Reproduce every entry exactly as shown.

• **Material for this exercise**
┌────────

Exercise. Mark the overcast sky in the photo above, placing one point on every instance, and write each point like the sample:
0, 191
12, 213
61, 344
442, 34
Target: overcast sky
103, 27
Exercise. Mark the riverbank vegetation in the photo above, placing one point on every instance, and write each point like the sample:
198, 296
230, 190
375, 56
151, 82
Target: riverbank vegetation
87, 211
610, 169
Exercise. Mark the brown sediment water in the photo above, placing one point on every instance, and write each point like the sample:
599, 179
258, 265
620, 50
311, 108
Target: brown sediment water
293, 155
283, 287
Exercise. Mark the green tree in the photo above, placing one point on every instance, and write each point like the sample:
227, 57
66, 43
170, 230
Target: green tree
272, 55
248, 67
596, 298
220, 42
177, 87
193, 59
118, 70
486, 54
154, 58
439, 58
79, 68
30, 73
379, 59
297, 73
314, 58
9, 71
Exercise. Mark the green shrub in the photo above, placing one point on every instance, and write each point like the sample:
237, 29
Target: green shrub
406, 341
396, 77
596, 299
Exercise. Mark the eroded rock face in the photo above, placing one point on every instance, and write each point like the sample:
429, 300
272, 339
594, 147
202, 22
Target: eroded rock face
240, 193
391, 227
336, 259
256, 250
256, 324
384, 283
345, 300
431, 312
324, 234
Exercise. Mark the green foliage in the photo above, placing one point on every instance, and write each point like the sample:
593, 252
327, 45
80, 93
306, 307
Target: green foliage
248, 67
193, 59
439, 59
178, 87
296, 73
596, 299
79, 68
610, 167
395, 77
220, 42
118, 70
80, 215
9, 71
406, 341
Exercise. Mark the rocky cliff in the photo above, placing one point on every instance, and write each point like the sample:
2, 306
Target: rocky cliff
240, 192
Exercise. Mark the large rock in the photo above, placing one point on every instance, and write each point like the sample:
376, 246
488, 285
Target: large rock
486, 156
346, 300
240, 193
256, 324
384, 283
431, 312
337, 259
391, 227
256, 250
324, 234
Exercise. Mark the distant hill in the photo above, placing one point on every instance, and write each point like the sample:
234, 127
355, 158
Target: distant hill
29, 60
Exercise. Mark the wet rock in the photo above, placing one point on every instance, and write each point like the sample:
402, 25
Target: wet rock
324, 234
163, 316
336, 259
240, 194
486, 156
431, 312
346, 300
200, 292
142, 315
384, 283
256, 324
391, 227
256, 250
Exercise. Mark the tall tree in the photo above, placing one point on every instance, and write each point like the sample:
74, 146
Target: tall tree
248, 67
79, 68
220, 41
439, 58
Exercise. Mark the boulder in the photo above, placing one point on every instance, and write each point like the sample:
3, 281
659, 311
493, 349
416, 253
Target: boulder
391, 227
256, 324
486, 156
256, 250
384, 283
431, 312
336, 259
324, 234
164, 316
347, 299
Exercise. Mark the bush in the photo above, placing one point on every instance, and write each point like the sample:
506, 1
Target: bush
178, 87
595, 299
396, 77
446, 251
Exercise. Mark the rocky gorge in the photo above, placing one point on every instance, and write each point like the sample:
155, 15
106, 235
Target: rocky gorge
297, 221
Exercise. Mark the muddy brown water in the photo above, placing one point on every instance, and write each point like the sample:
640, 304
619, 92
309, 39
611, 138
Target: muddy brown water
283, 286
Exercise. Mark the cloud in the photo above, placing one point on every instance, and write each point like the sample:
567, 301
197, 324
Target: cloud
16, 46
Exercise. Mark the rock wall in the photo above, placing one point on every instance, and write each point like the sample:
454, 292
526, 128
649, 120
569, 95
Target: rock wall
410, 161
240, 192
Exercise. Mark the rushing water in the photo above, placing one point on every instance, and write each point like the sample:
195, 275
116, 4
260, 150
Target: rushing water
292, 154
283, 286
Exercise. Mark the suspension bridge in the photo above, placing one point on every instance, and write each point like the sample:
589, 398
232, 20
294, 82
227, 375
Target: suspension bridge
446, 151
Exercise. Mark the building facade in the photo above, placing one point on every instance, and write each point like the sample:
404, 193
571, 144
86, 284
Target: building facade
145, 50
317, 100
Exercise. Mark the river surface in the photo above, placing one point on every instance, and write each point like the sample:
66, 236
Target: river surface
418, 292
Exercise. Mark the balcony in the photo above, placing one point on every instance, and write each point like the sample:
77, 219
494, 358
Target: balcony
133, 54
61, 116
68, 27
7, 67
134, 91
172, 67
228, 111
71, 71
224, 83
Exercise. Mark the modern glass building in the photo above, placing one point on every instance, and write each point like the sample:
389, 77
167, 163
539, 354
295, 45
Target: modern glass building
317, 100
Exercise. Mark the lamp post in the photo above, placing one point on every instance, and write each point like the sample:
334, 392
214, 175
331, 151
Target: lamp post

└────────

• **Response below**
Exercise. Mark the overcast sky in the photo above, placing one point on every instance, and write each point like the sample:
0, 191
12, 213
61, 344
442, 34
Target: overcast sky
103, 27
Exercise. Mark the riverbank vegetation in the photo above, placing one point on every instance, and write each point like the sample:
198, 296
230, 190
375, 56
151, 82
Target: riverbank vegetation
87, 211
610, 169
Exercise. Mark the brown sediment water in the photo above, placing one point on every instance, and write each point like the sample:
599, 179
258, 265
620, 50
311, 108
Target: brown sediment water
293, 155
283, 287
Exercise. Mark the green tree in the photo above, placing one point on every instance, and write each point like the sample:
227, 57
66, 43
170, 230
Target: green tree
272, 55
248, 67
596, 298
220, 42
177, 87
193, 59
118, 70
486, 54
154, 58
439, 58
79, 68
30, 73
379, 59
297, 73
314, 58
9, 71
Exercise. Mark the green shrub in the photo above, placing one point on every instance, and write each point like the sample:
237, 29
Target: green shrub
406, 341
396, 77
596, 299
Exercise. Mark the eroded rock face in the photo above, placing one point on every instance, and write each point like the sample:
429, 300
272, 339
594, 147
202, 22
Target: eroded rock face
240, 193
391, 227
336, 259
256, 250
256, 324
384, 283
345, 300
431, 312
324, 234
Exercise. Mark the green foliage in the photo above, placing one point on every instance, and write each point like the sample:
593, 252
327, 45
80, 93
306, 307
Target: green foliage
248, 67
193, 59
439, 59
178, 87
296, 73
596, 299
79, 68
610, 167
395, 77
220, 42
118, 70
80, 215
9, 71
406, 341
Exercise. Mark the rocky cliff in the photo above, placing one point on every instance, and write each point like the sample:
2, 306
Target: rocky cliff
240, 192
Exercise. Mark the large rock in the photo above, placing one point on every instance, and write each point like the sample:
376, 246
488, 285
Target: large rock
486, 156
346, 300
240, 193
256, 324
384, 283
431, 312
337, 259
391, 227
256, 250
324, 234
Exercise. Mark the distant hill in the photo above, placing one point on every instance, and write each point like the sample:
234, 127
355, 158
Target: distant hill
29, 60
Exercise. Mark the wet rock in the photo above, placing one point on every instance, and write each point like the sample:
402, 25
Target: wet rock
324, 234
163, 316
336, 259
240, 194
486, 156
431, 312
346, 300
200, 292
142, 315
384, 283
256, 324
391, 227
256, 250
Exercise. Mark the tall tree in the photo above, placing one point on every instance, and write each point like the sample:
74, 146
Target: tall tree
248, 67
79, 68
220, 41
439, 58
Exercise. Mark the boulder in the photo above, placing one point on every instance, and write each point like the sample:
3, 281
659, 311
493, 349
416, 253
Target: boulder
391, 227
256, 324
486, 156
256, 250
384, 283
431, 312
336, 259
324, 234
164, 316
347, 299
Exercise. Mark the bush in the photo above, placing one point on every instance, and write each point like the sample:
506, 1
Target: bush
178, 87
595, 299
396, 77
446, 251
Exercise. Mark the rocky gorge in the photo above, placing one point on every instance, and write each point like the sample:
155, 15
106, 235
Target: rocky gorge
297, 221
Exercise. Mark the muddy brown water in the photo above, placing one point on every instance, and write each point like the sample:
640, 304
619, 92
309, 39
611, 138
Target: muddy brown water
283, 286
Exercise. Mark the cloud in the photo above, placing one point on every instance, and write each point like the sample:
567, 301
197, 324
Target: cloud
16, 46
Exercise. Mark the rock wall in the photo above, placing one point on every instance, and write each point like the sample:
454, 292
526, 128
649, 120
569, 95
Target: rock wall
410, 161
240, 192
Exercise. Mark the rushing water in the photo above, placing one point on every instance, and write each point like the sample:
195, 275
116, 4
260, 150
Target: rushing water
292, 154
283, 286
Exercise. Mark the suspension bridge in the photo above, placing one point on every instance, and write each point like the sample:
589, 398
232, 20
294, 82
227, 375
Target: suspension bridge
446, 151
Exercise. Mark the building facade in the photo above, placing one point on every instance, and write each point like the sample:
404, 193
571, 144
86, 284
Target: building facade
145, 50
317, 100
Exercise. Mark the river surface in the photo above, placing one point on every instance, and write each point like the sample:
66, 236
Target: river surface
418, 292
Exercise. Mark the balcony in the photo above, placing one point on every instance, and write each point like the sample:
77, 219
494, 358
Target: balcony
133, 54
61, 116
68, 27
7, 67
134, 91
172, 67
228, 111
71, 71
224, 83
Exercise. Mark the modern glass building in the photo above, placing one point on every instance, and write each point like the sample:
389, 77
167, 163
539, 354
295, 45
Target: modern glass building
317, 100
Exercise. Mark the lamp post in the photo above, placing one point on every instance, and write each point like the sample:
334, 392
214, 175
331, 151
Target: lamp post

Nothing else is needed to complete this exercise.